Coordinate labeling data:

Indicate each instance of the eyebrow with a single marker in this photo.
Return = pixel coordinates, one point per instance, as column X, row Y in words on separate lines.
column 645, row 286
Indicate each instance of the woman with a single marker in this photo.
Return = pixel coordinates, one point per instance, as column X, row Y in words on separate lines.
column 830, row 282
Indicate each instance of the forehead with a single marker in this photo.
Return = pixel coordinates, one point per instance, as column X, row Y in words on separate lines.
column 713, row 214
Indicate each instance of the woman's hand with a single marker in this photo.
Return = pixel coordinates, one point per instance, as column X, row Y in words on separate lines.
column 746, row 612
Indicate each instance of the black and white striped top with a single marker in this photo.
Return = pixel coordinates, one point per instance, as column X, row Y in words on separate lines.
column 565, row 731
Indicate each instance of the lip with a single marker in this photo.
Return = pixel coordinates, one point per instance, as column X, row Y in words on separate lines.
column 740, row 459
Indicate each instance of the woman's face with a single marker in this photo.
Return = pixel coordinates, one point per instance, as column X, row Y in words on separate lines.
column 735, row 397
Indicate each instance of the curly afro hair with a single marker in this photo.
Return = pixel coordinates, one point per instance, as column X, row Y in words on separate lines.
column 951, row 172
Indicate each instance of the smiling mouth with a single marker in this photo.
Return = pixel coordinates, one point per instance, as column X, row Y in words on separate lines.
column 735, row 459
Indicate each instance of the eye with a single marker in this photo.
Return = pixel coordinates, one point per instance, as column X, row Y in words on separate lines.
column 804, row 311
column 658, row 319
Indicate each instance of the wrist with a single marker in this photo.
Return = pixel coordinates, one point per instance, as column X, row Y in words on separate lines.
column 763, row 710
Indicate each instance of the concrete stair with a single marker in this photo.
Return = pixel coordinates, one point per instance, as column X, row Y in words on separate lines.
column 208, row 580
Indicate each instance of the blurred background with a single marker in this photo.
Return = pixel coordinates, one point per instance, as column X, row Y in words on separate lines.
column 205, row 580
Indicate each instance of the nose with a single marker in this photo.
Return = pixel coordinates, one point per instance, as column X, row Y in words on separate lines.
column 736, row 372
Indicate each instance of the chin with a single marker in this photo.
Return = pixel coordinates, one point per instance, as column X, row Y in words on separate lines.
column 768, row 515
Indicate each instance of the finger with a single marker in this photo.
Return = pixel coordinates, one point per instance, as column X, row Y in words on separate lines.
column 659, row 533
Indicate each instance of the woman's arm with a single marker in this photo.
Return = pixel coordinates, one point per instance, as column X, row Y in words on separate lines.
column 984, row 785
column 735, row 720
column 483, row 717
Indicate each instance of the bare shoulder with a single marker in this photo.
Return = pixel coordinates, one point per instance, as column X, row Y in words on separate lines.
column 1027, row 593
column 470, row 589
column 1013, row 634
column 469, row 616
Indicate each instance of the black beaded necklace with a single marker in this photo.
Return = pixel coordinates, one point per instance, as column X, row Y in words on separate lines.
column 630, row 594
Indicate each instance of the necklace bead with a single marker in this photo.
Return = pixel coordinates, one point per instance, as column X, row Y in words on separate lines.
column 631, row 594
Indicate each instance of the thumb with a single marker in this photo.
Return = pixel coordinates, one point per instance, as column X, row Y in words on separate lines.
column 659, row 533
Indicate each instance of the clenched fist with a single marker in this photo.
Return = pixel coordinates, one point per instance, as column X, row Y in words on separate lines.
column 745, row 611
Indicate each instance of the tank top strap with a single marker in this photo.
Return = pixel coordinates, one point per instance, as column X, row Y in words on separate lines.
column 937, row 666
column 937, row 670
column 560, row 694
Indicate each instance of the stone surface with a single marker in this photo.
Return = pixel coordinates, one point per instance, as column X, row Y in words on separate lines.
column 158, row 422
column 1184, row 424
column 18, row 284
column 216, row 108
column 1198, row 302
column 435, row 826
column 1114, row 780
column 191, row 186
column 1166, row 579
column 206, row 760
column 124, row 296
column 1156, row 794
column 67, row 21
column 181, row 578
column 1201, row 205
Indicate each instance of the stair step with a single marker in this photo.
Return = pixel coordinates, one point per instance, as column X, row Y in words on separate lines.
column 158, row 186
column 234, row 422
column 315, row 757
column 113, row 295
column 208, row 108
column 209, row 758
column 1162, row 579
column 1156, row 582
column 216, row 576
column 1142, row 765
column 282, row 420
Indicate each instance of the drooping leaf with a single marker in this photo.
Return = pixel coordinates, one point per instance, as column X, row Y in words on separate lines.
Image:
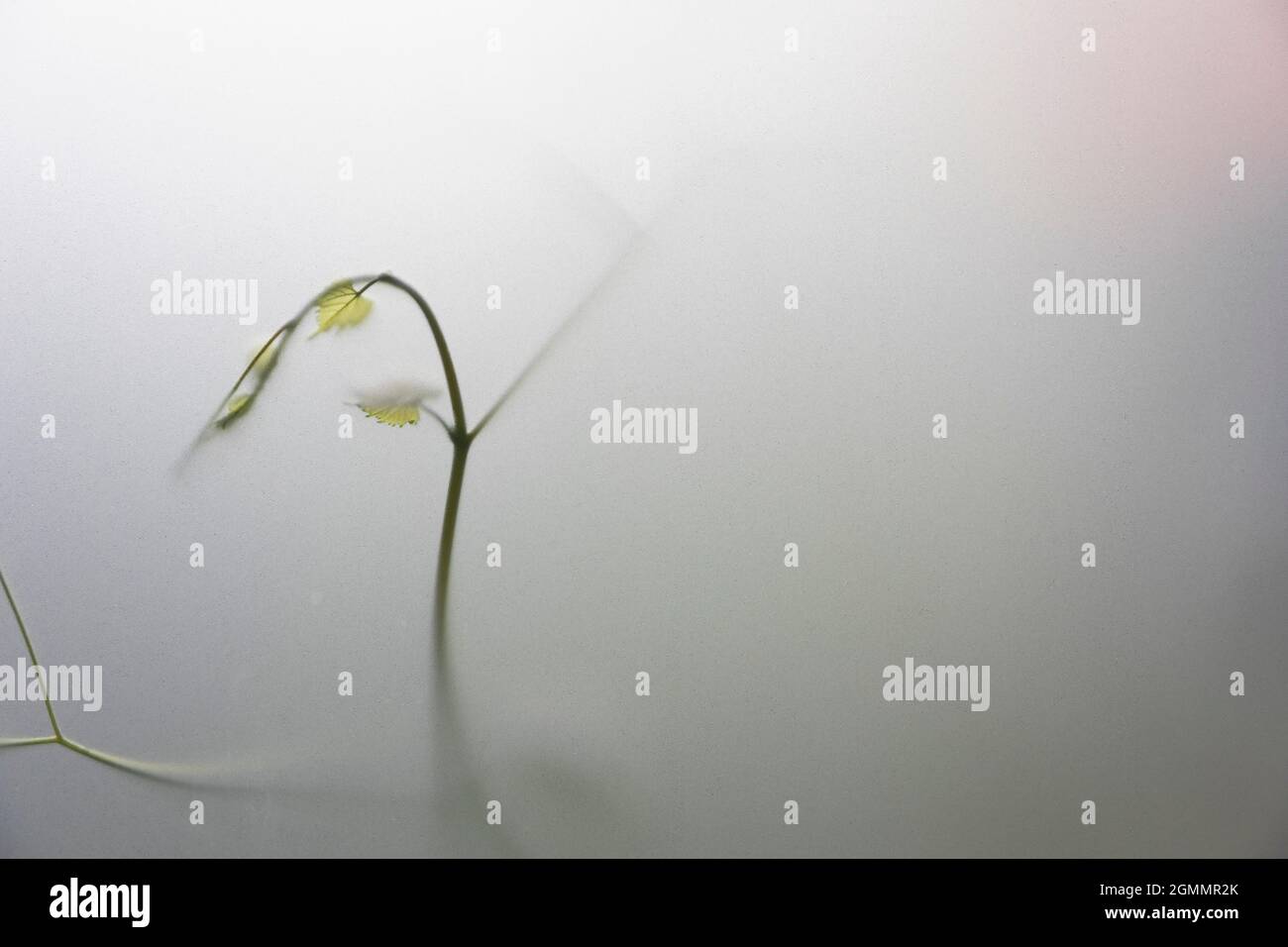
column 393, row 415
column 237, row 406
column 265, row 361
column 340, row 307
column 397, row 403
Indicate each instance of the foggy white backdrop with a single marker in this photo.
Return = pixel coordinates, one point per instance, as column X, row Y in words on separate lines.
column 518, row 167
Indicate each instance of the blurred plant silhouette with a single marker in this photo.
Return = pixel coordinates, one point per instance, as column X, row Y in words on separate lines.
column 340, row 308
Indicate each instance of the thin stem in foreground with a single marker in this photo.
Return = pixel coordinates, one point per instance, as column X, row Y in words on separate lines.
column 31, row 654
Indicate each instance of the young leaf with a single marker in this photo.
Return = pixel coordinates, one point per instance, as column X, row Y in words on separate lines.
column 342, row 308
column 393, row 415
column 237, row 406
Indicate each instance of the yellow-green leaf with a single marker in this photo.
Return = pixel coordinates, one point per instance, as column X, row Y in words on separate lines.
column 237, row 406
column 393, row 415
column 340, row 307
column 263, row 363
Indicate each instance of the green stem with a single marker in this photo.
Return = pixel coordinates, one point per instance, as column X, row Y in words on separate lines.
column 445, row 356
column 460, row 453
column 31, row 654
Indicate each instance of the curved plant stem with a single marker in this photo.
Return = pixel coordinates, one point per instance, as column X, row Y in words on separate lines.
column 460, row 454
column 31, row 654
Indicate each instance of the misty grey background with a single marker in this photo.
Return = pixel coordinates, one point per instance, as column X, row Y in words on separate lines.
column 518, row 169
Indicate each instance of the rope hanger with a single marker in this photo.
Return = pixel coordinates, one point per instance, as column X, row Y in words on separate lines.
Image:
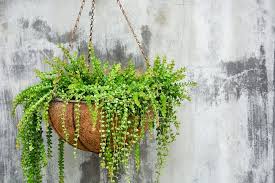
column 92, row 15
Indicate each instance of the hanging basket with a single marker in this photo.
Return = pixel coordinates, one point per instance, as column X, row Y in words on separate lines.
column 89, row 137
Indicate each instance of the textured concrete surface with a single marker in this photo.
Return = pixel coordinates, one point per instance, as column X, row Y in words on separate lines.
column 227, row 133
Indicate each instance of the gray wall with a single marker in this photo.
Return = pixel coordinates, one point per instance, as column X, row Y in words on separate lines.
column 228, row 45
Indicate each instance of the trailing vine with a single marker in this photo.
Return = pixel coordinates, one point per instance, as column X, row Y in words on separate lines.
column 61, row 160
column 125, row 103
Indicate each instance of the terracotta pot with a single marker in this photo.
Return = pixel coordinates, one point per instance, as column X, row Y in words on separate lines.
column 89, row 139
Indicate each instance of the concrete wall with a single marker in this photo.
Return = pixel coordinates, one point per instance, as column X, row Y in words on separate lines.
column 227, row 133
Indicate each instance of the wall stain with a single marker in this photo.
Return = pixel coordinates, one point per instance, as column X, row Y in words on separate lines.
column 251, row 76
column 24, row 61
column 45, row 31
column 90, row 170
column 118, row 54
column 146, row 39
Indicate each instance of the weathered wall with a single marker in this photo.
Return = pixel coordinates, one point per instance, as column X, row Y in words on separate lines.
column 227, row 131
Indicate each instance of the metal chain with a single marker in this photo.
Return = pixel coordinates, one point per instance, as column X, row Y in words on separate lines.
column 133, row 32
column 73, row 33
column 92, row 15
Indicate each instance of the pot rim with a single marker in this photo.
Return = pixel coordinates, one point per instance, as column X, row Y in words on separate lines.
column 70, row 101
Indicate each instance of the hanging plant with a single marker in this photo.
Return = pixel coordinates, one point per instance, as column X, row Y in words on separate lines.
column 102, row 108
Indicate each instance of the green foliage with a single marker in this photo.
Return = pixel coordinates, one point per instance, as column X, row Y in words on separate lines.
column 61, row 160
column 126, row 102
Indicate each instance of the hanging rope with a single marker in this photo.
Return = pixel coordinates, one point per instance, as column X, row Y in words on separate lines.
column 92, row 14
column 73, row 33
column 133, row 32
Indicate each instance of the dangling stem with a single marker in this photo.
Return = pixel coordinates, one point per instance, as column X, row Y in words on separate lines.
column 61, row 160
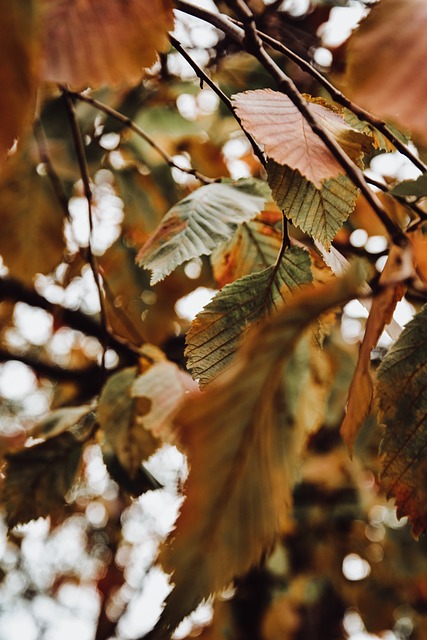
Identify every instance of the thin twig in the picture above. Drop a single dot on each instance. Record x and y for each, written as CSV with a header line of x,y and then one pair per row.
x,y
224,98
81,158
252,43
130,124
341,99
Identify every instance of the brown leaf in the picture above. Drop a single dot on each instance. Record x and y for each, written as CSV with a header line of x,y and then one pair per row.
x,y
96,42
19,53
242,444
386,63
276,123
396,270
31,238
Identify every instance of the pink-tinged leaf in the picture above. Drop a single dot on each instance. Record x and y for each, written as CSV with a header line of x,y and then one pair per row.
x,y
277,124
96,42
387,71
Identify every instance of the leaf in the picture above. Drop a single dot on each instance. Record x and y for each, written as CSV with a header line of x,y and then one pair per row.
x,y
277,124
381,313
31,239
19,52
196,225
381,77
417,188
216,331
318,212
402,407
121,417
242,449
254,246
97,42
39,477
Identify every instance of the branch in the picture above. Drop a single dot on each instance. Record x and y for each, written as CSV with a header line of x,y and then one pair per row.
x,y
81,158
252,43
130,124
225,99
11,289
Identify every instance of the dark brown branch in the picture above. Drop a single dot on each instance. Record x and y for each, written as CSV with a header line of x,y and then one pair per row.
x,y
130,124
252,43
11,289
84,171
225,99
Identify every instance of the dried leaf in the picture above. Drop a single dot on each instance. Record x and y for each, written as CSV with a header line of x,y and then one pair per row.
x,y
276,123
254,246
196,225
402,404
19,52
318,212
39,477
242,449
215,333
381,313
121,416
31,239
96,42
382,55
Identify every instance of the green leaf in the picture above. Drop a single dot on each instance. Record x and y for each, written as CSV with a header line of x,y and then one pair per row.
x,y
254,246
196,225
416,187
217,330
242,446
402,403
38,478
121,418
318,212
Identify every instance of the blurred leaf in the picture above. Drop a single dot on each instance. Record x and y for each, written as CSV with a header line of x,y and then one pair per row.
x,y
402,403
19,52
31,239
277,124
381,77
39,477
254,246
141,482
416,187
239,487
121,416
398,268
196,225
215,333
96,42
318,212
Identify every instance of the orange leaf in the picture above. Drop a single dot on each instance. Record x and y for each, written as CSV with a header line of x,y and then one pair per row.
x,y
398,268
19,53
386,63
96,42
277,124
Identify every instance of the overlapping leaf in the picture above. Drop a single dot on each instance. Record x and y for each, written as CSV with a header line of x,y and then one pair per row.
x,y
381,77
242,447
277,124
383,305
217,330
196,225
96,42
402,403
318,212
31,238
254,246
39,477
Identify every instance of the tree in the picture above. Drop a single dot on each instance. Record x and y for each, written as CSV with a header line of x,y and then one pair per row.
x,y
230,163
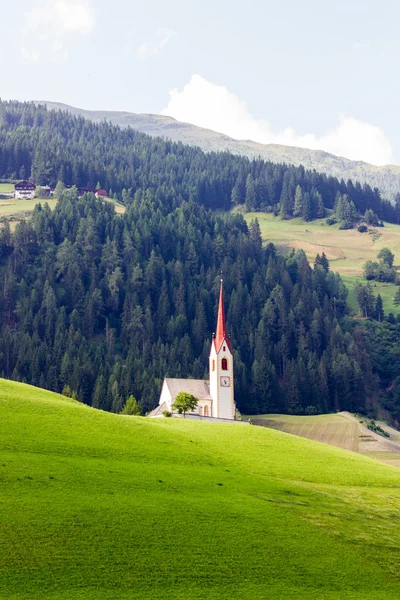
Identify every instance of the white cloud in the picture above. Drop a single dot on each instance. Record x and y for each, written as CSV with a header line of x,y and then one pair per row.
x,y
212,106
149,49
361,46
49,24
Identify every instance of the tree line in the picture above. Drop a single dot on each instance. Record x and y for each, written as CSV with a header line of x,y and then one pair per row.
x,y
110,304
49,146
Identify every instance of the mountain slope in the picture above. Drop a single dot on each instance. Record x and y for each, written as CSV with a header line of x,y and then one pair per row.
x,y
386,178
95,505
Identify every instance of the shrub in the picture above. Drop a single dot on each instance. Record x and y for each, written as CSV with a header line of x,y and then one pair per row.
x,y
372,426
331,221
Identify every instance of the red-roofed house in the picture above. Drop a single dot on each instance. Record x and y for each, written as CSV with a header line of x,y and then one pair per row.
x,y
25,190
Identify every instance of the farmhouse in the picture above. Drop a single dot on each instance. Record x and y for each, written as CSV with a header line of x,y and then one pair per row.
x,y
25,190
216,396
85,190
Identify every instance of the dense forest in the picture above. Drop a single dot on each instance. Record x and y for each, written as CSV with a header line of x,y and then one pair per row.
x,y
110,304
49,146
107,305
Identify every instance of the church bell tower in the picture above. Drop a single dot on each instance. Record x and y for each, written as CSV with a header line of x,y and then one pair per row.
x,y
221,368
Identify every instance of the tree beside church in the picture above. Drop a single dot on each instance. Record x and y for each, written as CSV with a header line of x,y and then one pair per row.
x,y
215,398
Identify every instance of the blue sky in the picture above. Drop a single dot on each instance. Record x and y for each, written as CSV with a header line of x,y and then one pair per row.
x,y
314,73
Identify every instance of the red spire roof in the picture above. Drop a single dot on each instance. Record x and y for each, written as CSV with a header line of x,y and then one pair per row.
x,y
221,324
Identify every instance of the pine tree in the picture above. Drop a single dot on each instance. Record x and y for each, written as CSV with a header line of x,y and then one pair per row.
x,y
379,312
298,202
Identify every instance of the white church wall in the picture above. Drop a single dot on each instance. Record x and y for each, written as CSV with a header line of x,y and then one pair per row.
x,y
166,397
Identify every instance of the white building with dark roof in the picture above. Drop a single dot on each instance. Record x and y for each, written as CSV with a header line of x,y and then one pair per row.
x,y
25,190
215,397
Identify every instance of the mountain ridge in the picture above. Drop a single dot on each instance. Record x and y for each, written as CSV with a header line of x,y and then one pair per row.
x,y
386,178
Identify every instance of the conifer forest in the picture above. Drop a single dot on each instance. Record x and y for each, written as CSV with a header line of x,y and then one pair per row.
x,y
108,304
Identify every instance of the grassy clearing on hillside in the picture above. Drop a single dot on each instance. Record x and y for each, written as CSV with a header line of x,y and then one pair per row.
x,y
329,429
341,430
5,188
95,505
14,207
347,250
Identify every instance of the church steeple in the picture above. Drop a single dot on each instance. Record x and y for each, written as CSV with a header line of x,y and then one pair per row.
x,y
221,368
221,325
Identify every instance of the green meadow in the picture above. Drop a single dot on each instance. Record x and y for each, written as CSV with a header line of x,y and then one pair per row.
x,y
347,250
100,506
6,187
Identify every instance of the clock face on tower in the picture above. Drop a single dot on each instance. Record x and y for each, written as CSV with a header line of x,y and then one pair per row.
x,y
225,381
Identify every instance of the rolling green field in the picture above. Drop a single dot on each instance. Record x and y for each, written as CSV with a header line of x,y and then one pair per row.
x,y
346,250
341,430
95,505
13,207
6,187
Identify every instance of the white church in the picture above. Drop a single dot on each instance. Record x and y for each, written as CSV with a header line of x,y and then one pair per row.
x,y
216,398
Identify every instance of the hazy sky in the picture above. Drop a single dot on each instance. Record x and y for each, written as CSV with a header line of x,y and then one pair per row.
x,y
314,73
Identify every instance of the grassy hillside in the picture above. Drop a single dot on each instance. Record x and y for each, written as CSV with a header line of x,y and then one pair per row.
x,y
386,178
6,188
95,505
341,430
347,250
13,207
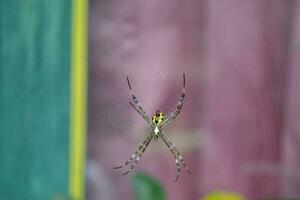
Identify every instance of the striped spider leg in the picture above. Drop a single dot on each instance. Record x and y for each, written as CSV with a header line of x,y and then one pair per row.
x,y
178,158
134,158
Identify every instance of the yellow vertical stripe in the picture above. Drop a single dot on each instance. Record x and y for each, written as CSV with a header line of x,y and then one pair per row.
x,y
78,99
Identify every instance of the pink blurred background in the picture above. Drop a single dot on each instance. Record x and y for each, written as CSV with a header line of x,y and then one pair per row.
x,y
240,125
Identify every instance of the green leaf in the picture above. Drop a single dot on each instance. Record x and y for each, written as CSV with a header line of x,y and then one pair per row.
x,y
223,195
147,188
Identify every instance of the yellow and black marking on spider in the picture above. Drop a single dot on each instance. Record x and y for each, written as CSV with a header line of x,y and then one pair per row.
x,y
157,124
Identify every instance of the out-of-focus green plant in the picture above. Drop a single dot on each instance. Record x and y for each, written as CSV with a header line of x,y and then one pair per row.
x,y
147,188
223,195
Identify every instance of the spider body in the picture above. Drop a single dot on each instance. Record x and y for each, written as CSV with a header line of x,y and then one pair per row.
x,y
157,124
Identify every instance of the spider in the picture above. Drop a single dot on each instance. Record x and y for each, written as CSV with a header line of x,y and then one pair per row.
x,y
157,123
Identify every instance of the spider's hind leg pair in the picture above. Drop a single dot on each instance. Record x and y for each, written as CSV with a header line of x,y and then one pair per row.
x,y
157,124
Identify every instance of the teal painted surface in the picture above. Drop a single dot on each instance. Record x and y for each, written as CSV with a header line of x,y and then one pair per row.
x,y
34,98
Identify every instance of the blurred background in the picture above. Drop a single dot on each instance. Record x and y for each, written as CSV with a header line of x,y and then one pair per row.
x,y
238,131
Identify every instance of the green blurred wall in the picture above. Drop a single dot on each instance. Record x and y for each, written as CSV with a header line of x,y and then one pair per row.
x,y
34,98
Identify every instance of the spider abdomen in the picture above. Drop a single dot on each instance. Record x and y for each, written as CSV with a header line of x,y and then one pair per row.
x,y
158,118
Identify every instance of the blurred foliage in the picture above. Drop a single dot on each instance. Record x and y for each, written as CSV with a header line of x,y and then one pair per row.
x,y
147,188
222,195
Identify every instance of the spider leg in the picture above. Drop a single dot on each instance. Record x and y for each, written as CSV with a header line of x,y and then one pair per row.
x,y
174,153
136,153
137,103
145,118
173,148
174,114
137,158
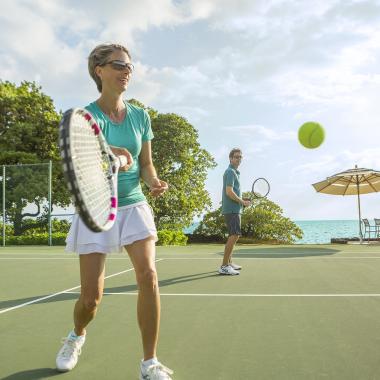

TASK BRIEF
Copy the lines of the data word for word, starting at the line that contains "Indicate each instance of the finger" and ending at the line that contains "column 483, row 717", with both of those lines included.

COMPLETED EXERCISE
Indicate each instance of the finger with a single marker in this photo.
Return = pixel coordinates, one point per instance, as column X, row Y in words on separate lines.
column 659, row 533
Indicate each instance of the woman's arm with a single marker in this photo.
Return = pixel coordinates, one point per instance, as column X, row Y in words on separate lines.
column 984, row 785
column 735, row 720
column 483, row 717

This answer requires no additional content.